+++ DATA UNDER STUDY
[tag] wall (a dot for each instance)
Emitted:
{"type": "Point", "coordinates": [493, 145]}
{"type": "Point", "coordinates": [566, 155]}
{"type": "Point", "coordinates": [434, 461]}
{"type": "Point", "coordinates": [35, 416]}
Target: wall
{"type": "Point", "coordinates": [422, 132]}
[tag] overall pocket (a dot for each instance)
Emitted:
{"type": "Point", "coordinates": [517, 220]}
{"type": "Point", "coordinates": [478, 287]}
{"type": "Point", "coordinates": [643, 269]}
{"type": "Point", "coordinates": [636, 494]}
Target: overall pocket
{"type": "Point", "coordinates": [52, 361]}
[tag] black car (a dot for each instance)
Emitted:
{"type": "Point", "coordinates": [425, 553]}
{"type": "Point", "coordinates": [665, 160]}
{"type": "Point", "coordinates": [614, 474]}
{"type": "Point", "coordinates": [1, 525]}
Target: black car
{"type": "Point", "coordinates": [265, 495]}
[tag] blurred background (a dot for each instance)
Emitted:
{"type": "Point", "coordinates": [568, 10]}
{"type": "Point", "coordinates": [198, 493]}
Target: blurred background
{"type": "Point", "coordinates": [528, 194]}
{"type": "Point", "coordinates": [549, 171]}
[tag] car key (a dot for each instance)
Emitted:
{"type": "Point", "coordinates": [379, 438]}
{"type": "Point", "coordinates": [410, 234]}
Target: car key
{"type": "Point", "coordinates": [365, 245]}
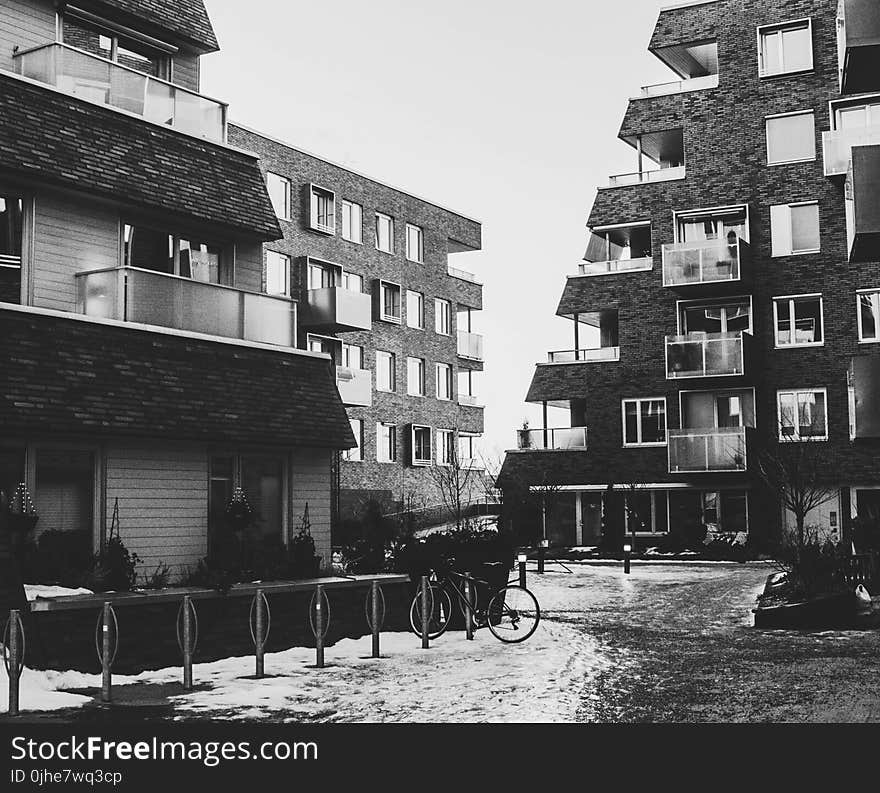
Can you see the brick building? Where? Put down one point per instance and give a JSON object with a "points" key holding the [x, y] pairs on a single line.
{"points": [[729, 298], [143, 365], [372, 269]]}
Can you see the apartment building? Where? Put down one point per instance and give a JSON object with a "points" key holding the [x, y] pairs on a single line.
{"points": [[729, 297], [144, 368], [376, 274]]}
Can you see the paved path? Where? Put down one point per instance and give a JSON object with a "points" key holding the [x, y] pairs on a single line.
{"points": [[682, 649]]}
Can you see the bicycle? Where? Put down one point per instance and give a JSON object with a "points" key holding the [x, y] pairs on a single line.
{"points": [[512, 614]]}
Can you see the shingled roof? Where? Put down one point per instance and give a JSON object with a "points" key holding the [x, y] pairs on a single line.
{"points": [[79, 145], [77, 378], [185, 19]]}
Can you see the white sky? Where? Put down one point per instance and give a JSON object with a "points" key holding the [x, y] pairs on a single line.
{"points": [[507, 112]]}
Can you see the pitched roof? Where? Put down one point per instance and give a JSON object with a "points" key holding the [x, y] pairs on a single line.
{"points": [[185, 19], [69, 142], [67, 376]]}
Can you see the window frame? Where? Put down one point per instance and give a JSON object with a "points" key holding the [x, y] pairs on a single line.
{"points": [[639, 401], [791, 302]]}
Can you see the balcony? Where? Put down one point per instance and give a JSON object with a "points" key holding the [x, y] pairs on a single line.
{"points": [[838, 144], [678, 86], [706, 355], [95, 79], [691, 264], [335, 309], [129, 294], [643, 263], [714, 449], [647, 177], [355, 386], [591, 355], [470, 345], [552, 439]]}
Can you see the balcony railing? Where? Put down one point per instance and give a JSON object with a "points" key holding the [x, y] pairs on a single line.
{"points": [[470, 345], [130, 294], [588, 355], [355, 386], [616, 266], [678, 86], [646, 177], [707, 450], [89, 77], [704, 262], [837, 146], [707, 355], [546, 439], [336, 308]]}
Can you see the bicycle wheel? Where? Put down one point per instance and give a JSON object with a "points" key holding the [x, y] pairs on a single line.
{"points": [[513, 614], [439, 611]]}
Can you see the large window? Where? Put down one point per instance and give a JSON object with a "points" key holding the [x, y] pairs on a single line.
{"points": [[279, 193], [644, 422], [791, 138], [799, 321], [803, 414], [352, 222], [794, 228], [785, 48]]}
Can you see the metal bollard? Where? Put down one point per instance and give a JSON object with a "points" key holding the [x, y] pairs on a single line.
{"points": [[468, 609], [106, 675], [319, 626], [14, 670], [425, 615], [375, 609], [187, 643]]}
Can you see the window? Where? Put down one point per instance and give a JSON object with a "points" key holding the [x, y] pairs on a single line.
{"points": [[644, 422], [415, 376], [384, 233], [421, 445], [323, 210], [386, 443], [352, 222], [356, 454], [415, 310], [794, 228], [445, 447], [869, 315], [798, 320], [444, 381], [389, 306], [386, 379], [279, 193], [802, 414], [277, 273], [443, 317], [785, 48], [414, 243], [791, 138]]}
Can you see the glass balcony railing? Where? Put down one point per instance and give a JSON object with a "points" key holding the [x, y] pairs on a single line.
{"points": [[544, 439], [355, 386], [678, 86], [470, 345], [705, 262], [705, 355], [707, 450], [89, 77], [646, 177], [150, 298], [593, 354], [837, 147], [616, 266]]}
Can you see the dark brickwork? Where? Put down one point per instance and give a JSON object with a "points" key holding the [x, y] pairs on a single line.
{"points": [[440, 228]]}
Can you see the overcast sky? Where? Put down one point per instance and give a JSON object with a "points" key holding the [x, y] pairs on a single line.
{"points": [[507, 112]]}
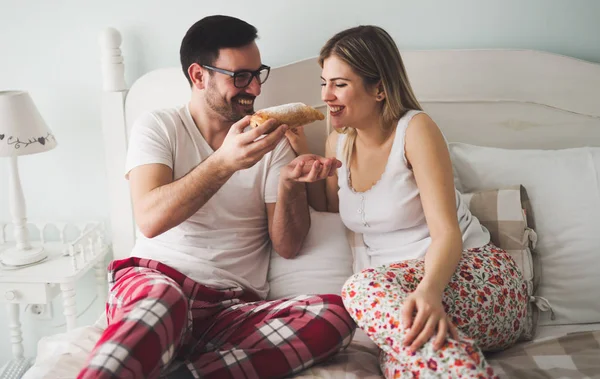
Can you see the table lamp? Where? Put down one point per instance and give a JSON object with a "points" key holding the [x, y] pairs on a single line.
{"points": [[22, 132]]}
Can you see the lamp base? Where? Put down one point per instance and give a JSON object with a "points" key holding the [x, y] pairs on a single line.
{"points": [[17, 257]]}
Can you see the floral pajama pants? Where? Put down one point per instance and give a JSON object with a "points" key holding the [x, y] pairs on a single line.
{"points": [[157, 316], [486, 299]]}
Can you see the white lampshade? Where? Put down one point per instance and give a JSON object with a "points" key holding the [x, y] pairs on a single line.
{"points": [[22, 132], [22, 129]]}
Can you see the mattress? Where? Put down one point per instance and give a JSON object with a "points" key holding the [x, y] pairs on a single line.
{"points": [[568, 351]]}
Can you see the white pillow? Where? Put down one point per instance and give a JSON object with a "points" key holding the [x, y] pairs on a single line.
{"points": [[322, 266], [563, 190]]}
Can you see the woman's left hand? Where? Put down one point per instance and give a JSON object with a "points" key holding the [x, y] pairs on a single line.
{"points": [[430, 319]]}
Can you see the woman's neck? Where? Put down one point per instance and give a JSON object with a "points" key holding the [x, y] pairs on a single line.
{"points": [[375, 135]]}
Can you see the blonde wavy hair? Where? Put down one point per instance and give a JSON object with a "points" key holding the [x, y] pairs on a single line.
{"points": [[372, 53]]}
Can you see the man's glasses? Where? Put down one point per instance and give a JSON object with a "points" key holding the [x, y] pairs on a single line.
{"points": [[242, 78]]}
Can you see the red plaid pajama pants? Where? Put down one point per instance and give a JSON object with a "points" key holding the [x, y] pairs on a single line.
{"points": [[157, 316]]}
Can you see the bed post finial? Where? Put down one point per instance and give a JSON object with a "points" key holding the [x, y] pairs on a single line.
{"points": [[113, 70]]}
++++++
If an entry contains a picture, leave it out and repeat the rest exactly.

EXERCISE RESPONSE:
[tag] wall (a dot for each instance)
Emitted:
{"type": "Point", "coordinates": [493, 145]}
{"type": "Point", "coordinates": [566, 155]}
{"type": "Point", "coordinates": [434, 461]}
{"type": "Point", "coordinates": [35, 416]}
Target: wall
{"type": "Point", "coordinates": [422, 132]}
[tag] overall pocket (a dot for each instance)
Emitted:
{"type": "Point", "coordinates": [517, 220]}
{"type": "Point", "coordinates": [478, 287]}
{"type": "Point", "coordinates": [643, 269]}
{"type": "Point", "coordinates": [636, 494]}
Target: overall pocket
{"type": "Point", "coordinates": [52, 361]}
[tag] black car (a dot for each instance)
Emitted:
{"type": "Point", "coordinates": [425, 553]}
{"type": "Point", "coordinates": [665, 160]}
{"type": "Point", "coordinates": [614, 474]}
{"type": "Point", "coordinates": [1, 525]}
Target: black car
{"type": "Point", "coordinates": [265, 495]}
[tag] blurred background (a dot for each instance)
Emitted:
{"type": "Point", "coordinates": [568, 10]}
{"type": "Point", "coordinates": [198, 493]}
Target: blurred background
{"type": "Point", "coordinates": [528, 194]}
{"type": "Point", "coordinates": [549, 171]}
[tag] car key (a dot for each instance)
Emitted:
{"type": "Point", "coordinates": [379, 438]}
{"type": "Point", "coordinates": [410, 234]}
Target: car key
{"type": "Point", "coordinates": [365, 245]}
Can you see the brick building? Where? Put down one point per instance and give a JSON object with a "points" key holding the [x, y] pairs on a single line.
{"points": [[729, 298], [143, 365], [372, 269]]}
Can you see the apartment building? Where? Put down one point per instance and give a JSON object with a "points" key holding the [x, y] pairs on a single line.
{"points": [[729, 297], [144, 368], [376, 274]]}
Can you see the paved path? Where? Put down one point per instance and give a JSON object with a "points" key holding the [x, y] pairs on a single line.
{"points": [[682, 649]]}
Can you see the bicycle? Where? Put down one point per instance and give a JSON object with a "points" key holding the [x, y] pairs on a single line.
{"points": [[512, 614]]}
Can you see the shingled roof? Where? Put down one point per instance and give a JSON object with a "points" key holding the [x, y] pairs on a single line.
{"points": [[79, 145], [77, 378], [185, 19]]}
Can you see the white sky? Where? Put down one point per instance and give a JSON object with a "points" key holding the [x, y] pairs on a single line.
{"points": [[507, 112]]}
Can you see the pitched roof? Where? Put down one point per instance and give a JSON object with a "points" key holding the [x, y] pairs on a single line.
{"points": [[185, 19], [69, 142], [67, 376]]}
Can you see the window frame? Where? Put down one point per instance and give a JSON object with a "points" key holding the [x, y] pairs on a single line.
{"points": [[639, 401], [791, 302]]}
Can you see the balcony? Where? Put down one point per instance and give a JSON object with a "points" key holding the [x, y] pairs on a single line.
{"points": [[838, 144], [678, 86], [706, 355], [95, 79], [691, 264], [335, 309], [129, 294], [643, 263], [714, 449], [647, 177], [355, 386], [591, 355], [470, 345], [552, 439]]}
Can you see the balcony railing? Where? Put down one point per instance and give a JSON object with a "points" key holding the [x, y] pairs on a single line.
{"points": [[470, 345], [130, 294], [588, 355], [355, 386], [616, 266], [678, 86], [646, 177], [707, 450], [89, 77], [704, 262], [837, 146], [707, 355], [546, 439], [336, 308]]}
Can you see the bicycle wheel? Where? Put down one point per instance and give a JSON object with a "points" key holding the [x, y] pairs on a single line.
{"points": [[513, 614], [439, 611]]}
Can you see the large window? Where? Put down one point per instance and give a JSON object with a "points" key holding the [x, y] pairs on a single line.
{"points": [[279, 193], [644, 422], [791, 138], [799, 321], [803, 414], [352, 222], [794, 228], [785, 48]]}
Can you see the metal bollard? Where? Put down one point per instance and give a JSON object with a "points" key holding the [x, y] pairs on a single line.
{"points": [[468, 609], [106, 675], [319, 626], [14, 670], [425, 615], [375, 609], [187, 643]]}
Can you see the window? Where? Put down one point per instance and give a JSON object with a "points" key holding the [x, y] pairs on a single line.
{"points": [[644, 422], [415, 376], [384, 233], [421, 445], [323, 210], [386, 443], [352, 222], [356, 454], [415, 310], [794, 228], [445, 447], [869, 315], [798, 320], [444, 381], [389, 306], [386, 379], [279, 193], [802, 414], [277, 273], [443, 317], [785, 48], [414, 243], [791, 138]]}
Can you see the glass balcony railing? Where? Put down one point per instance and give a JSON object with a "points" key holding the [x, y] pairs on a single line.
{"points": [[544, 439], [355, 386], [678, 86], [470, 345], [705, 262], [705, 355], [707, 450], [89, 77], [646, 177], [150, 298], [593, 354], [837, 147], [616, 266]]}
Can you see the dark brickwork? Where? Put down one point per instance and give a JSON object with a "points" key holding the [x, y] pairs on a single line.
{"points": [[440, 228]]}
Can you see the overcast sky? Where? Put down one point per instance and give a JSON object with a "points" key holding the [x, y] pairs on a single line.
{"points": [[507, 112]]}
Can you see the table lamp? Where? Put down one point per instance and give a JSON object with a "points" key holding the [x, y] pairs on a single line.
{"points": [[22, 132]]}
Can you see the lamp base? Where? Put down one point per instance and give a JSON object with a "points" key holding the [x, y] pairs on a single line.
{"points": [[17, 257]]}
Can you see the floral pajama pants? Where? Put down one point per instance and give a JSON object with a "points" key holding the [x, y] pairs on a single line.
{"points": [[157, 316], [486, 299]]}
Can you see the white lampshade? Where? Put down one point per instance and give a JSON object with a "points" key holding the [x, y] pairs on a single line.
{"points": [[22, 132], [22, 129]]}
Can you see the mattress? Where? Put down one point per instance and give a JSON object with a "points" key holding the [x, y] pairs on a single line.
{"points": [[568, 351]]}
Can you see the white pillow? Where? Put down one point per instance and give a JSON object with a "points" key holding the [x, y] pairs on a single line.
{"points": [[322, 266], [563, 190]]}
Can you see the woman's left hand? Where? Put down one point per instance and give a JSON object with a "points" key holding the [x, y] pairs on a single line.
{"points": [[430, 319]]}
Can you see the woman's neck? Where? Put down one point per instance and give a JSON object with a "points" key holding the [x, y] pairs on a single line.
{"points": [[375, 135]]}
Can you see the blonde wavy hair? Where? Put down one point per instance and give a JSON object with a "points" key holding the [x, y] pairs on a single line.
{"points": [[372, 53]]}
Can you see the man's glasses? Where? Put down one point per instance and give a JSON object with a "points" key holding the [x, y] pairs on a single line.
{"points": [[242, 78]]}
Can you see the red plaid pajama pants? Where? Put down one point per instance and give a JSON object with a "points" key holding the [x, y] pairs on a single line.
{"points": [[157, 316]]}
Can you see the bed post finial? Where? Put down one point per instance and give a JSON object with a "points" key holding the [x, y] pairs on a single line.
{"points": [[113, 70]]}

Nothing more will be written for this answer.